- 抜粋:
──────────────────────────────

説明

パチンコ機およびパチンコ機に用いられる扉開閉検出装置

【課題】本体枠に設けた単一の開閉検出手段によってガラス扉と本体枠の開閉状態を個別に検知することができるパチンコ機と、そのようなパチンコ機に用いられるユニット化された扉開閉検出装置を提供する。
【解決手段】本体枠2とガラス扉3の開放動作を個別に検知可能な扉開閉検出装置30が本体枠2に設置されており、この扉開閉検出装置30が、上下方向へ延びる支軸31aを有するベース部材31と、支軸31aに回転可能かつ上下動可能に支持された下側回転レバー32および上側回転レバー33と、両回転レバー32,33を互いに逆向きに回動付勢する捩りコイルばね34と、上側回転レバー33の上下動によって切替動作される検出スイッチ35とを備えていると共に、両回転レバー32,33の対向面に両者の相対的な回転運動を上下運動に変換する傾斜面32c,33cが形成されている。

【発明の詳細な説明】
【技術分野】
【0001】
本発明は、遊技盤を目視可能なガラス扉が本体枠に対して開閉可能に支持されていると共に、この本体枠が機枠に対して開閉可能に支持されているパチンコ機と、このようなパチンコ機に適用される扉開閉検出装置とに関するものである。
【背景技術】
【0002】
一般的にパチンコ機は、遊技場の島設備に設置される縦長方形状の機枠(外枠)と、この機枠にヒンジ部を介して扉状に開閉可能に取り付けられた本体枠(前面枠)と、この本体枠の内側に収容された遊技盤と、本体枠の前面に別のヒンジ部を介して開閉可能に取り付けられたガラス扉とを備えており、ガラス扉の中央部に形成された開口部には遊技盤を目視可能な透明板が取り付けられている。本体枠の背面には、電装部品の一つである液晶表示装置が取り付けられる他、それ以外の電装部品として遊技に関する制御を行う制御処理装置(制御基板)や、賞球払出装置による賞球の払い出しを制御する払出基板、各部に電力を供給する電源基板、賞球数や扉開閉状態等のパチンコ機に関する各種情報を遊技場のホールコンピュータに出力する外部端子基板等が取り付けられている。

──────────────────────────────

(領域分割データ)
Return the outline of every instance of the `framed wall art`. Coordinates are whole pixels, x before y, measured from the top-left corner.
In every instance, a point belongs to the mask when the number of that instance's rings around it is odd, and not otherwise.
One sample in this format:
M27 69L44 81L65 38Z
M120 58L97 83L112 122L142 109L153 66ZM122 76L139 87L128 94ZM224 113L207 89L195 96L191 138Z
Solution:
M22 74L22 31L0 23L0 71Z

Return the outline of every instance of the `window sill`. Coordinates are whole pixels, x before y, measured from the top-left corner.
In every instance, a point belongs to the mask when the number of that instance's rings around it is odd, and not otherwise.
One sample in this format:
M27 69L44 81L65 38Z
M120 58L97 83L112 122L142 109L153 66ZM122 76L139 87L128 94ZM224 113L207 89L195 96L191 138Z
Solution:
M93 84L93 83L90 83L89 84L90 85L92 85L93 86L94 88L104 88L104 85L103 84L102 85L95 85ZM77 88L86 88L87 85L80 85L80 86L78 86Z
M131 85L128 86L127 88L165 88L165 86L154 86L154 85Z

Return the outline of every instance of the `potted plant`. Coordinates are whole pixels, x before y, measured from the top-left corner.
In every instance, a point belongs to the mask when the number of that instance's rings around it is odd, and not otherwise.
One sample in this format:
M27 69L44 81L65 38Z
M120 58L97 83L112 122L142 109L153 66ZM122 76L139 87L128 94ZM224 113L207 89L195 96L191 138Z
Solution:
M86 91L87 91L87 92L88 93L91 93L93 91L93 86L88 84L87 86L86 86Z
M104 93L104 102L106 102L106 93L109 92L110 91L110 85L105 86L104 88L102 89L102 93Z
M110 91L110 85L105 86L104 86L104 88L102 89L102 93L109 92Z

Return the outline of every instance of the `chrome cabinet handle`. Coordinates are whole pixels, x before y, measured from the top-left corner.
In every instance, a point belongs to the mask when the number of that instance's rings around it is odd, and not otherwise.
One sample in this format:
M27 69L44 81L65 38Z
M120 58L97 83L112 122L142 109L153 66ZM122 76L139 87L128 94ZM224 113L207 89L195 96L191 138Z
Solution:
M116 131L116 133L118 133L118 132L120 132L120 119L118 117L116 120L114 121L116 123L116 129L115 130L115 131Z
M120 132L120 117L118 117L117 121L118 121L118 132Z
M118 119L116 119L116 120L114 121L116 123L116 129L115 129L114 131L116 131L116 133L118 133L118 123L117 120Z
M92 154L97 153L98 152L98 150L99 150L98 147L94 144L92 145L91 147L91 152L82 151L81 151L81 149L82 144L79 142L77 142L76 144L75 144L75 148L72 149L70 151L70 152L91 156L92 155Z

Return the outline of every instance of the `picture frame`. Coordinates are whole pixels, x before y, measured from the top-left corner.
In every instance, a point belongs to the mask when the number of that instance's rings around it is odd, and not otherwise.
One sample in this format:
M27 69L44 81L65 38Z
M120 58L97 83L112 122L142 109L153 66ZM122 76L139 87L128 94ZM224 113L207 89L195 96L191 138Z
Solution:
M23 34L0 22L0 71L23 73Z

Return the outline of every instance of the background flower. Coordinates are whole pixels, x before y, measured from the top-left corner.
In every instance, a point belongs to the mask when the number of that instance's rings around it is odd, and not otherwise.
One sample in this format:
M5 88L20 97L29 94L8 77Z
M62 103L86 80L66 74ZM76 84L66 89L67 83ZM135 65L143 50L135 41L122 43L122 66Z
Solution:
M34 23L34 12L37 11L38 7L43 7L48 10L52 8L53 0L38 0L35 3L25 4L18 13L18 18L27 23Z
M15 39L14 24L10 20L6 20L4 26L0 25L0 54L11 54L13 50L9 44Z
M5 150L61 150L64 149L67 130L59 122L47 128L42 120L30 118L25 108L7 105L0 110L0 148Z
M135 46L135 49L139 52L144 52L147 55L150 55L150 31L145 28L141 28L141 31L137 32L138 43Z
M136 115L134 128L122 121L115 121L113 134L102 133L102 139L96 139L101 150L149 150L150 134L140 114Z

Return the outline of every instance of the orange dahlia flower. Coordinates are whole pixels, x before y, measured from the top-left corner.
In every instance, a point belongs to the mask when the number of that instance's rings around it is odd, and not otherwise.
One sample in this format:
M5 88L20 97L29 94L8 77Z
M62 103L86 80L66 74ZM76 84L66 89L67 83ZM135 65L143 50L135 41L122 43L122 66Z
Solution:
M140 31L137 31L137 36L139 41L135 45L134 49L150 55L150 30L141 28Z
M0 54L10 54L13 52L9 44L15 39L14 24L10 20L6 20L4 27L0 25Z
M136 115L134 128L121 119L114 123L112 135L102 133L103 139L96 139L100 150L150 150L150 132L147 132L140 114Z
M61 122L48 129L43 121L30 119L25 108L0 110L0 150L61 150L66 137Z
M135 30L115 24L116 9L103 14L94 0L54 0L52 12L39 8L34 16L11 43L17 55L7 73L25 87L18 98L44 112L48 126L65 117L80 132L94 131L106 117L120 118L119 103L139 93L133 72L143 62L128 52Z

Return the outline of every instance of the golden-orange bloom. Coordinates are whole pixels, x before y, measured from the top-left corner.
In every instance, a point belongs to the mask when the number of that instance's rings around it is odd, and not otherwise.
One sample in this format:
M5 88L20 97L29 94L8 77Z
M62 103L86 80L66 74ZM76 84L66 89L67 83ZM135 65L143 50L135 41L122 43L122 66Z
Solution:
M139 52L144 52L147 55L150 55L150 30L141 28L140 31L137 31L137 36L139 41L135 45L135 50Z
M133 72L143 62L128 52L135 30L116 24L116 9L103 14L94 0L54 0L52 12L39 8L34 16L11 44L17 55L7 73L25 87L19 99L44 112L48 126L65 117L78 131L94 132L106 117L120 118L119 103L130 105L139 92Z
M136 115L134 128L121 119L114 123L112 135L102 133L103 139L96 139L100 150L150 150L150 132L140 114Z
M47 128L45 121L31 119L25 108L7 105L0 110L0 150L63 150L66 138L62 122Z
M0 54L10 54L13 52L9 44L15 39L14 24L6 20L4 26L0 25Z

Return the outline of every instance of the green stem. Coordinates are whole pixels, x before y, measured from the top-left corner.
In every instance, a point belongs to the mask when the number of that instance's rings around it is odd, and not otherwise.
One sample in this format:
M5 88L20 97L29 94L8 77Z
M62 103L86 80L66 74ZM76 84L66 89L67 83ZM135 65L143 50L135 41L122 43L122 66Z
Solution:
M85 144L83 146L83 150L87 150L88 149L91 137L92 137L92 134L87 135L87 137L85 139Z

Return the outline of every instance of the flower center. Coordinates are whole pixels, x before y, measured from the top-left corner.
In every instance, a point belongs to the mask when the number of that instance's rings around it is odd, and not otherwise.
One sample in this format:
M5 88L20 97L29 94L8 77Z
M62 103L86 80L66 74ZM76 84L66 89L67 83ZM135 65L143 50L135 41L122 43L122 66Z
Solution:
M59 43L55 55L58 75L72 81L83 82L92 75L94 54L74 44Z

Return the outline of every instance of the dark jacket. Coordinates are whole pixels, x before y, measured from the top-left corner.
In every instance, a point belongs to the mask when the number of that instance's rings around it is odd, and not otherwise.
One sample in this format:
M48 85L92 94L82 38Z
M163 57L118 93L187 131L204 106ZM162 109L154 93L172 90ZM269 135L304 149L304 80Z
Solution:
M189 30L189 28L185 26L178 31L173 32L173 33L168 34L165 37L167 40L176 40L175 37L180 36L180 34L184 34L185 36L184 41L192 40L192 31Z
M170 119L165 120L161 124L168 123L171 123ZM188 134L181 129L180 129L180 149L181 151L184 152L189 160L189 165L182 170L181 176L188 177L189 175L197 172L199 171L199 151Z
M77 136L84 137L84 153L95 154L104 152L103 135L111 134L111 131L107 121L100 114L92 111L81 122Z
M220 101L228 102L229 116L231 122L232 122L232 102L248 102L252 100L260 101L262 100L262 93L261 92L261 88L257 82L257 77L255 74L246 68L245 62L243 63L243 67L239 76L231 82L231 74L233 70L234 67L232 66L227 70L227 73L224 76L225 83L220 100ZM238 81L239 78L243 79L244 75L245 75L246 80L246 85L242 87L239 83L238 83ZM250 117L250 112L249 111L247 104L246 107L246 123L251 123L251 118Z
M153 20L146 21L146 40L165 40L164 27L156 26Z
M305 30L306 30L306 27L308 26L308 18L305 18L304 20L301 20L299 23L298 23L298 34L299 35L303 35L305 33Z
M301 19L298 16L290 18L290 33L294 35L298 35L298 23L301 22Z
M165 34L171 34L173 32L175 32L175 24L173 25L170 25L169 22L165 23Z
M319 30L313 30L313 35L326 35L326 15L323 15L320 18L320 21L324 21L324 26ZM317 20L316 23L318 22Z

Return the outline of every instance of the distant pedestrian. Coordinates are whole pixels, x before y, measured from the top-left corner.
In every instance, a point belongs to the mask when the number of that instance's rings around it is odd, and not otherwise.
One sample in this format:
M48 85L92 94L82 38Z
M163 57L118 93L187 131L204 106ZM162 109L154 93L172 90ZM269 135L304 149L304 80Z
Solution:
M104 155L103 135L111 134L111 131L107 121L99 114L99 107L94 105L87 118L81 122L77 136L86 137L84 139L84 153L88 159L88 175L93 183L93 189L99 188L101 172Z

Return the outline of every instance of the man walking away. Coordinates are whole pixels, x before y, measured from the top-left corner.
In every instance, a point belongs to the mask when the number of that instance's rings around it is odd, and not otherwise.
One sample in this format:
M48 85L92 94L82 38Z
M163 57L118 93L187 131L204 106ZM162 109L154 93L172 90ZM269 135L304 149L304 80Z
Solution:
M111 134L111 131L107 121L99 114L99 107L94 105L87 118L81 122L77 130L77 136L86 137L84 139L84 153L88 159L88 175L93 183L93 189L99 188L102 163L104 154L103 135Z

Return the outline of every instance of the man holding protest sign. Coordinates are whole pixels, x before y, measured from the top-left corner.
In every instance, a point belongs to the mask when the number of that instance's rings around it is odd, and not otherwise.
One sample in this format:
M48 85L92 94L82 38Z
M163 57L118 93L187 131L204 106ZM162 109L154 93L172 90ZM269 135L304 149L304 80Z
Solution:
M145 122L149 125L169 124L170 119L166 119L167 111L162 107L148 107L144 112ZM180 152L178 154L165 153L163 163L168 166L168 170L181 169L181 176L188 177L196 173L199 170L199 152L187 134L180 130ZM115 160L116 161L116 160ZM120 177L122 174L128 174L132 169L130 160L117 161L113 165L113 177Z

──────────────────────────────

- 実施する作業:
1: パチンコ機の文書について、次の問いに答えよ。
(a) 下側回転レバー32と上側回転レバー33を互いに逆向きに回動付勢する部材は何か。
(b) 検出スイッチ35は、どの部材の上下動によって切替動作されるか。
(c) 外部端子基板は、パチンコ機に関する各種情報をどこへ出力するか。
2: パチンコ機の文書の続きを、最後の文の直後から書き進めよ。

- 解答は以下:
1:
(a) 捩りコイルばね34
(b) 上側回転レバー33
(c) 遊技場のホールコンピュータ

2:
【0003】
このように概略構成されたパチンコ機において、遊技者がガラス扉や本体枠を無断で開放して不正行為をするのを防止するために、通常は本体枠の背面と前面にそれぞれ検知スイッチを設け、これら2つの検知スイッチの出力信号に基づいて機枠に対する本体枠の開閉状態と本体枠に対するガラス扉の開閉状態とを個別に検知するようにしている。しかしながら、ガラス扉と本体枠の開閉状態を別々の検知スイッチを用いて検出しなければならないため、これら検知スイッチの設置スペースが大きくなったり、各検知スイッチを外部端子基板と電気的に接続するワイヤーハーネス類の引き回しが煩雑になり、コスト高や信頼性の低下を招来するという問題があった。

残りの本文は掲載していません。